### EXERCISE
Can you reproduce the part that opens with the line containing "Specifically, locate tank" and closes with the line containing "left=826, top=676, right=896, bottom=763", changing "tank top" to "sleeveless shirt" and leaving everything else the same?

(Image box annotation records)
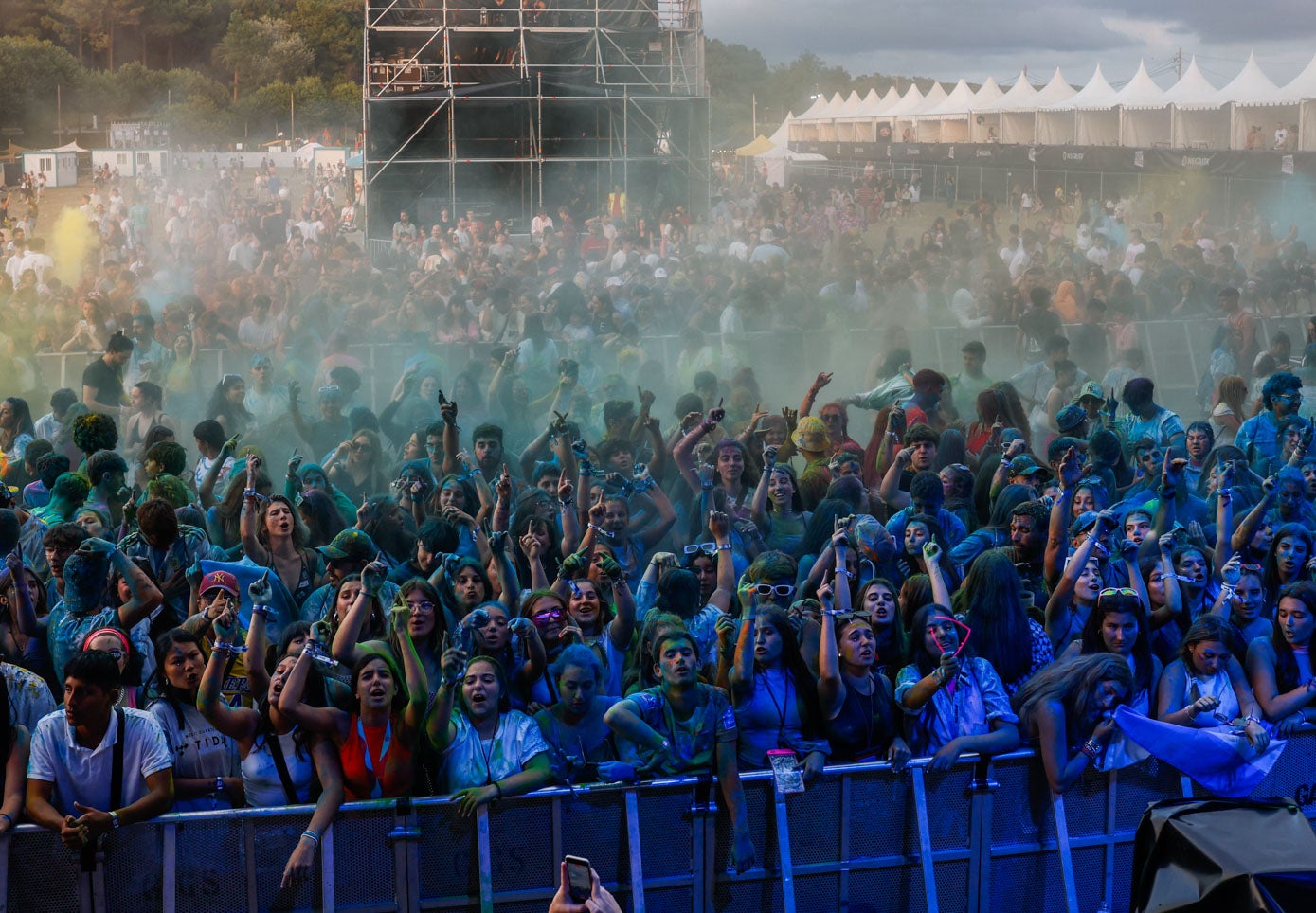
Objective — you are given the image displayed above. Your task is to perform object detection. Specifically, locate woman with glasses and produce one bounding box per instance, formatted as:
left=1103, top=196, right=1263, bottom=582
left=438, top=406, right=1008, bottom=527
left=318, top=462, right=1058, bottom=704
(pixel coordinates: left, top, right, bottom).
left=324, top=427, right=388, bottom=503
left=1156, top=615, right=1270, bottom=754
left=1211, top=555, right=1274, bottom=650
left=1014, top=653, right=1137, bottom=795
left=206, top=373, right=255, bottom=436
left=818, top=531, right=910, bottom=771
left=896, top=602, right=1019, bottom=770
left=1248, top=581, right=1316, bottom=738
left=750, top=444, right=812, bottom=554
left=534, top=643, right=640, bottom=784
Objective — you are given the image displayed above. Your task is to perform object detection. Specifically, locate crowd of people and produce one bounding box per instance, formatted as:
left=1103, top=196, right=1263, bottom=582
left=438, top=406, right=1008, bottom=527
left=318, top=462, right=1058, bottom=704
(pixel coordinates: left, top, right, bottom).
left=0, top=159, right=1316, bottom=900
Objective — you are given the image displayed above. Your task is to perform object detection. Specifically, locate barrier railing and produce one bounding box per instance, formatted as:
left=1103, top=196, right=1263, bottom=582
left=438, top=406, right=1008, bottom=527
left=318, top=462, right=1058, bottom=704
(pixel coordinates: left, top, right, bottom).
left=0, top=729, right=1316, bottom=913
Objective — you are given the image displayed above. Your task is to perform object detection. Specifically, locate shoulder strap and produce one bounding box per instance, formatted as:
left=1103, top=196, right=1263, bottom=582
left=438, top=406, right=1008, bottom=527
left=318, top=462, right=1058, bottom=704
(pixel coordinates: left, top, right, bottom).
left=109, top=707, right=128, bottom=812
left=264, top=729, right=297, bottom=805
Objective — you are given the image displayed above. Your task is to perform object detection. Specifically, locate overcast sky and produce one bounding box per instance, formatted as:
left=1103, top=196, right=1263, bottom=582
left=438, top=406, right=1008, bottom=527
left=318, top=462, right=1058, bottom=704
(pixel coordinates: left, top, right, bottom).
left=703, top=0, right=1316, bottom=89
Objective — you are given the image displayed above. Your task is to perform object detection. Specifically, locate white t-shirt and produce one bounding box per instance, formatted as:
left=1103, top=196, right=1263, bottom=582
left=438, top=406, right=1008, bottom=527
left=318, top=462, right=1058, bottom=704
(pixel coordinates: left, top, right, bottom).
left=27, top=709, right=173, bottom=815
left=443, top=709, right=549, bottom=792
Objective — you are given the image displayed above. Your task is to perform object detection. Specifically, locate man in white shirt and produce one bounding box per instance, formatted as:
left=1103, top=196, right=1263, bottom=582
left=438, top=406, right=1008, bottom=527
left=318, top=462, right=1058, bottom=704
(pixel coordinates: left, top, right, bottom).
left=25, top=650, right=173, bottom=851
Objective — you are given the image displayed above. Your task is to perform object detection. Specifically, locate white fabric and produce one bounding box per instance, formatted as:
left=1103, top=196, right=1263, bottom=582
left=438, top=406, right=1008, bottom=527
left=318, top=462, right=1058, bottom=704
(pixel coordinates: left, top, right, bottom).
left=27, top=709, right=173, bottom=815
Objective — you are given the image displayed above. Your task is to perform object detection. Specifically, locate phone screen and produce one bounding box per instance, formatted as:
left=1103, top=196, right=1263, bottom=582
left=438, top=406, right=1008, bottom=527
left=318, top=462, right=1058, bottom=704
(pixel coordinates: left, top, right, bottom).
left=566, top=856, right=593, bottom=904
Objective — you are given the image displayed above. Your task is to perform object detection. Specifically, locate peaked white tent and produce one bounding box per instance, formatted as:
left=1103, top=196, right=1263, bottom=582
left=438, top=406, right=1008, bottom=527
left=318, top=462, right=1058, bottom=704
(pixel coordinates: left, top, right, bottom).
left=919, top=79, right=974, bottom=142
left=996, top=70, right=1037, bottom=143
left=882, top=84, right=923, bottom=142
left=1216, top=51, right=1299, bottom=149
left=1114, top=61, right=1170, bottom=146
left=1164, top=57, right=1229, bottom=149
left=1279, top=57, right=1316, bottom=149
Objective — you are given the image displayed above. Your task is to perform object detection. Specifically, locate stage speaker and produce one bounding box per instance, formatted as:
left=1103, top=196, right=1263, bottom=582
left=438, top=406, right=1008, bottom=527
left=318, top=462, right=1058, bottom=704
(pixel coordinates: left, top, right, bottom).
left=1129, top=798, right=1316, bottom=913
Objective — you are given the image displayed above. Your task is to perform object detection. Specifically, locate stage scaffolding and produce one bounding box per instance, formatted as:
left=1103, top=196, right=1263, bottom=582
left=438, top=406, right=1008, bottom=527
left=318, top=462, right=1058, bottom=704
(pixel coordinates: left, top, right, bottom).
left=363, top=0, right=710, bottom=238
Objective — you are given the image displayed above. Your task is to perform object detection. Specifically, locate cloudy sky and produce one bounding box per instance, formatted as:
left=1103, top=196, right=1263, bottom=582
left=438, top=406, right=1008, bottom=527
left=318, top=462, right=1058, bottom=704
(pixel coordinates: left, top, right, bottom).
left=703, top=0, right=1316, bottom=88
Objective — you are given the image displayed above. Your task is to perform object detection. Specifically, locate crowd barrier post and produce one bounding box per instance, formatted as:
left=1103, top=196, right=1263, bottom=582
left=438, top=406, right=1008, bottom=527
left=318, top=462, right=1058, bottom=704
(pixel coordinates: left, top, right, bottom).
left=765, top=784, right=795, bottom=913
left=910, top=764, right=938, bottom=913
left=1052, top=794, right=1078, bottom=910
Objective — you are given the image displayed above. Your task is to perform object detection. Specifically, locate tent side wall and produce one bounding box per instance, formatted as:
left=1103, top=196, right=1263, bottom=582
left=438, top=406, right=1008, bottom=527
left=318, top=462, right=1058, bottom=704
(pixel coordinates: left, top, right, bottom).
left=1120, top=107, right=1173, bottom=146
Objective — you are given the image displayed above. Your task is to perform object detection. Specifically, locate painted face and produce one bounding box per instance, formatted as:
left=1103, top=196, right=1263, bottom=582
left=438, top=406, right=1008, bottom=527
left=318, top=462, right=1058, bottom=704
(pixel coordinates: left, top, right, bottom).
left=1102, top=612, right=1138, bottom=656
left=1275, top=535, right=1308, bottom=582
left=906, top=522, right=931, bottom=555
left=165, top=643, right=206, bottom=690
left=837, top=622, right=877, bottom=669
left=863, top=582, right=896, bottom=628
left=453, top=567, right=488, bottom=611
left=1275, top=596, right=1316, bottom=647
left=356, top=659, right=397, bottom=710
left=754, top=622, right=782, bottom=666
left=558, top=666, right=599, bottom=717
left=923, top=615, right=960, bottom=659
left=1188, top=640, right=1229, bottom=676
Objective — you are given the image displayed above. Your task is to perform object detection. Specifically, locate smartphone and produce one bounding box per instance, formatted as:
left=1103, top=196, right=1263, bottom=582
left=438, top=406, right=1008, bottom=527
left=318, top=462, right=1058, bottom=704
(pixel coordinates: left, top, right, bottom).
left=563, top=856, right=593, bottom=904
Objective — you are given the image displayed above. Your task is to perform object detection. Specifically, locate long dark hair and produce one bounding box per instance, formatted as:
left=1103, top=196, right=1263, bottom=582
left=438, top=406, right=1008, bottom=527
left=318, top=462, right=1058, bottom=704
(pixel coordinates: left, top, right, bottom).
left=951, top=548, right=1033, bottom=684
left=1270, top=581, right=1316, bottom=692
left=1079, top=593, right=1151, bottom=693
left=750, top=606, right=822, bottom=738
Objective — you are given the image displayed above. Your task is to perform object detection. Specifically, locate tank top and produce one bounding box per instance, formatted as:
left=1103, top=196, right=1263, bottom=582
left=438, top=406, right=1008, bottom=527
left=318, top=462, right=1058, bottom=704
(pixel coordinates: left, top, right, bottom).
left=243, top=729, right=315, bottom=808
left=826, top=676, right=896, bottom=763
left=342, top=713, right=412, bottom=802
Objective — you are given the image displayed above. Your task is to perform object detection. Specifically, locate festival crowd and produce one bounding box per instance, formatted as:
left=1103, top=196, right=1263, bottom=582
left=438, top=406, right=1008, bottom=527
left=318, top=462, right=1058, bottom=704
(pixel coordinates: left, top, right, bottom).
left=0, top=159, right=1316, bottom=909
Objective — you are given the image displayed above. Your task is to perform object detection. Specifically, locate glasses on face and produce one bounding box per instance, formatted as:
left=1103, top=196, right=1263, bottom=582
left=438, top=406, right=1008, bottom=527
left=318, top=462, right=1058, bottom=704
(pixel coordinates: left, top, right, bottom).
left=1096, top=587, right=1138, bottom=599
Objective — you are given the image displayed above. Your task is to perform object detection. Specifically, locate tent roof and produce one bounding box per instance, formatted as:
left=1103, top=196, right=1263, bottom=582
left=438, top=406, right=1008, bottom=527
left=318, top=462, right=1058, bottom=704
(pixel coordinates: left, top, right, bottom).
left=968, top=77, right=1005, bottom=111
left=1164, top=57, right=1220, bottom=108
left=992, top=70, right=1037, bottom=111
left=859, top=85, right=900, bottom=117
left=1050, top=63, right=1116, bottom=111
left=886, top=84, right=923, bottom=117
left=1114, top=61, right=1166, bottom=108
left=1279, top=57, right=1316, bottom=101
left=735, top=133, right=777, bottom=158
left=1035, top=67, right=1073, bottom=108
left=925, top=79, right=974, bottom=117
left=1216, top=51, right=1285, bottom=105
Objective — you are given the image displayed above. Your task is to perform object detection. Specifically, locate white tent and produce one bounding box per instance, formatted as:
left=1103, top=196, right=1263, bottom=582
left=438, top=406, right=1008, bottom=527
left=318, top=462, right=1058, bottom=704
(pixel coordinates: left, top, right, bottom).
left=919, top=79, right=974, bottom=142
left=1164, top=57, right=1229, bottom=149
left=882, top=85, right=923, bottom=142
left=836, top=88, right=882, bottom=142
left=968, top=77, right=1005, bottom=142
left=1279, top=57, right=1316, bottom=152
left=1114, top=61, right=1170, bottom=146
left=988, top=70, right=1037, bottom=143
left=754, top=115, right=826, bottom=187
left=1216, top=53, right=1299, bottom=149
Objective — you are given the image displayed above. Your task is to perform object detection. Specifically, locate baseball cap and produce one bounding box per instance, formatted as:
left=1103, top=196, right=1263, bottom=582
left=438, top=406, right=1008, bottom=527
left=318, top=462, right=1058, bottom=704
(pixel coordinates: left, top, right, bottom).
left=320, top=528, right=379, bottom=562
left=1055, top=403, right=1087, bottom=432
left=1073, top=380, right=1106, bottom=403
left=1009, top=454, right=1043, bottom=474
left=197, top=571, right=238, bottom=596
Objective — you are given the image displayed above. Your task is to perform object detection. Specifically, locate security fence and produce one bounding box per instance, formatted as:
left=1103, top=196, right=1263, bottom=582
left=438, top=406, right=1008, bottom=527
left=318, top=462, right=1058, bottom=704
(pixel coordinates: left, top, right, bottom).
left=33, top=315, right=1306, bottom=426
left=0, top=730, right=1316, bottom=913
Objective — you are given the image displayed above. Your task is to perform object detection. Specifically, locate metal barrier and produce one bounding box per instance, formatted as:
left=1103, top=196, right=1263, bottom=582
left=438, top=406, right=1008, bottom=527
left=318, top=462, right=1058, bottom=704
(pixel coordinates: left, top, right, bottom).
left=0, top=727, right=1316, bottom=913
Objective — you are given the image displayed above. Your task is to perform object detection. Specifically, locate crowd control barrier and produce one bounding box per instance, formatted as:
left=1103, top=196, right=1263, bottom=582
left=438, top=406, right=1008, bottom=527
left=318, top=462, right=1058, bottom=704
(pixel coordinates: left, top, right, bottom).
left=0, top=729, right=1316, bottom=913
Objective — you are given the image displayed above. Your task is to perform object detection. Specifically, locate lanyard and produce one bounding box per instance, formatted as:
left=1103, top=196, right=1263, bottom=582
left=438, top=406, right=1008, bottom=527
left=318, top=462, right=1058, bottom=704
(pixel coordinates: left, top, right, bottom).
left=356, top=717, right=393, bottom=798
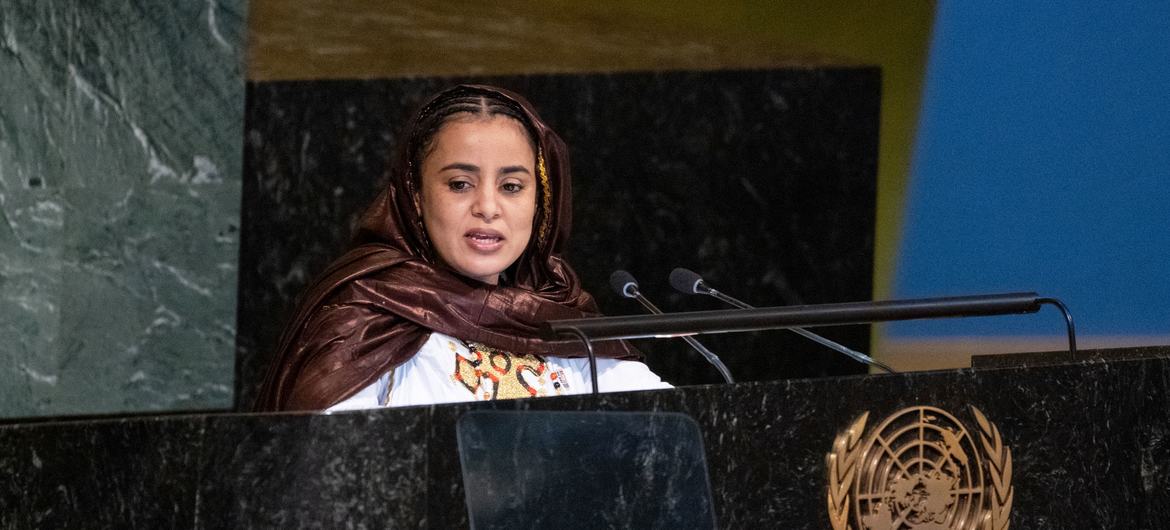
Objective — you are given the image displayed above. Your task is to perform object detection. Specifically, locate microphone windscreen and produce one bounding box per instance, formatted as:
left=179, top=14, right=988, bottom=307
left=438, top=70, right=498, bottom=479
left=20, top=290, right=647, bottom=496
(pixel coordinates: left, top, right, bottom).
left=610, top=269, right=638, bottom=298
left=670, top=267, right=703, bottom=295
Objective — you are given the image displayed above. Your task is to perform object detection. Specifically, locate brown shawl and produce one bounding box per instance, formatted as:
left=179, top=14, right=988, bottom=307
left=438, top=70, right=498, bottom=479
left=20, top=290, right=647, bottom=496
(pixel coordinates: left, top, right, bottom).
left=255, top=85, right=638, bottom=411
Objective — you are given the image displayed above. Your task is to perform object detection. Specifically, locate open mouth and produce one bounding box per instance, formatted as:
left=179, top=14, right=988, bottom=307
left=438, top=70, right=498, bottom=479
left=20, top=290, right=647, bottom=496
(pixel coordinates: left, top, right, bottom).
left=463, top=230, right=504, bottom=250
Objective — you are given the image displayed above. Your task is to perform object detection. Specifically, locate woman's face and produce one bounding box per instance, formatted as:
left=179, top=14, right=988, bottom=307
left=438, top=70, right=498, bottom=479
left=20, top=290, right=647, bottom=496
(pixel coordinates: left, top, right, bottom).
left=421, top=116, right=537, bottom=284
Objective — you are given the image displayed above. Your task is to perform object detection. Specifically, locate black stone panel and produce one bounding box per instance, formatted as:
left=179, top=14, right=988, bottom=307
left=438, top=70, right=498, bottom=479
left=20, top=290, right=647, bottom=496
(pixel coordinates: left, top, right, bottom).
left=0, top=349, right=1170, bottom=529
left=195, top=411, right=427, bottom=529
left=236, top=68, right=881, bottom=406
left=0, top=417, right=204, bottom=530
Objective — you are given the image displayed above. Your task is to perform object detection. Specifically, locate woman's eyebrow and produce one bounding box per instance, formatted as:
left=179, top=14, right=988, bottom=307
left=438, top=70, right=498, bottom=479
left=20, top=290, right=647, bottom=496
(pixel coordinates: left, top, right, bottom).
left=500, top=166, right=532, bottom=174
left=439, top=161, right=480, bottom=173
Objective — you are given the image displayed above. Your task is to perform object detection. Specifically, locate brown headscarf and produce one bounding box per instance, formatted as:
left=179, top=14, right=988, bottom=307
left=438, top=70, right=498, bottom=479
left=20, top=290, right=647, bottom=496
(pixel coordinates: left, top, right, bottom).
left=255, top=85, right=638, bottom=411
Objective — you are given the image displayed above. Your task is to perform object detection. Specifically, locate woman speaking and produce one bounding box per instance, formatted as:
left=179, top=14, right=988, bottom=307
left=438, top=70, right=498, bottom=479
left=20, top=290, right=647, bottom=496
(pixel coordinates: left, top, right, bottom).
left=256, top=85, right=670, bottom=411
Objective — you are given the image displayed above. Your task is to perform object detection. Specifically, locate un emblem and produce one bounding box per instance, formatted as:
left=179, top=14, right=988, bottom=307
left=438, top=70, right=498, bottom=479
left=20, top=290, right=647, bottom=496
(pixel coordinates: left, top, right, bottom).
left=826, top=407, right=1013, bottom=530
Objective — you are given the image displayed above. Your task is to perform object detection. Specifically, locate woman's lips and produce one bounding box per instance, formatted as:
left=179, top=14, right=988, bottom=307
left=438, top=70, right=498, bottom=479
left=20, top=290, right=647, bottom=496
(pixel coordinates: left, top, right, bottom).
left=463, top=229, right=504, bottom=253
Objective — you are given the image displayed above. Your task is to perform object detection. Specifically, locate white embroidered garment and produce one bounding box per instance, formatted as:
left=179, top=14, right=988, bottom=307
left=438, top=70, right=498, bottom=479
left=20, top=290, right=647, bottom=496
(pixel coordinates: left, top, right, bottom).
left=325, top=332, right=673, bottom=412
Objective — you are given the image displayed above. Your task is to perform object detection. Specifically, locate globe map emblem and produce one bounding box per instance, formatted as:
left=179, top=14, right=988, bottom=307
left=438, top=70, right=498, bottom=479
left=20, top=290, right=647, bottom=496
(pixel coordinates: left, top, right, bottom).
left=826, top=406, right=1012, bottom=530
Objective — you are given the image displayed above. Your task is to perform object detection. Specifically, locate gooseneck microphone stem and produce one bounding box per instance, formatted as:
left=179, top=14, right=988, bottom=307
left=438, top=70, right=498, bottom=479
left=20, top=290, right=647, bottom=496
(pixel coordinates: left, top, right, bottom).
left=541, top=292, right=1040, bottom=340
left=1037, top=294, right=1076, bottom=356
left=565, top=328, right=598, bottom=398
left=613, top=269, right=735, bottom=383
left=695, top=280, right=895, bottom=373
left=627, top=287, right=735, bottom=384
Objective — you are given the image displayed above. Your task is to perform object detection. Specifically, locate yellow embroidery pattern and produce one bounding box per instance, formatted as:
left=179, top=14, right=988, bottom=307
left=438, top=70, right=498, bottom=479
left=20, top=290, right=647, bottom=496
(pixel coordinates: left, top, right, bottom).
left=452, top=343, right=567, bottom=401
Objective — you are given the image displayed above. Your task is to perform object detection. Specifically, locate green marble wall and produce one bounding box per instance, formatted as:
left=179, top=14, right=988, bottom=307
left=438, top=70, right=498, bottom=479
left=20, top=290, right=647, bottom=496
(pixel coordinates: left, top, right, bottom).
left=0, top=0, right=246, bottom=418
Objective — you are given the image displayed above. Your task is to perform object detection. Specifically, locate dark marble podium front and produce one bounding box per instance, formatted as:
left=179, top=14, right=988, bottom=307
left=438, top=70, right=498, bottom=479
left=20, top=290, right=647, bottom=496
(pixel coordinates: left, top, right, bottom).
left=0, top=347, right=1170, bottom=529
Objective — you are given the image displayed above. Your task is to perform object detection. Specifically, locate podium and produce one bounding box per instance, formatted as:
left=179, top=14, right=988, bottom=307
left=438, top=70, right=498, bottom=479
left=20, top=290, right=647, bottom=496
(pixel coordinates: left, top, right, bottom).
left=0, top=347, right=1170, bottom=529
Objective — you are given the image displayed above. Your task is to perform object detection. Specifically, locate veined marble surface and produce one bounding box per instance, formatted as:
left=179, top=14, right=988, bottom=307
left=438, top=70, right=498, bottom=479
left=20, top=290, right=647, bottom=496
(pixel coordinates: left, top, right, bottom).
left=0, top=0, right=246, bottom=417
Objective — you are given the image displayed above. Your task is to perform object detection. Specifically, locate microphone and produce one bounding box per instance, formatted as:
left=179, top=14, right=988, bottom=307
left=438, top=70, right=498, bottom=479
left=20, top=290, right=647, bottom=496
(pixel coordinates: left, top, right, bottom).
left=610, top=269, right=735, bottom=384
left=670, top=267, right=894, bottom=373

### TASK OUTPUT
Objective — you are given the image displayed above. Your task is to perform object detection. Specifically, locate sleeveless shirt and produce one bounding box per instance, formatted as:
left=1103, top=196, right=1263, bottom=582
left=438, top=406, right=1008, bottom=527
left=318, top=462, right=1058, bottom=704
(pixel coordinates: left, top, right, bottom).
left=243, top=729, right=315, bottom=808
left=826, top=676, right=896, bottom=763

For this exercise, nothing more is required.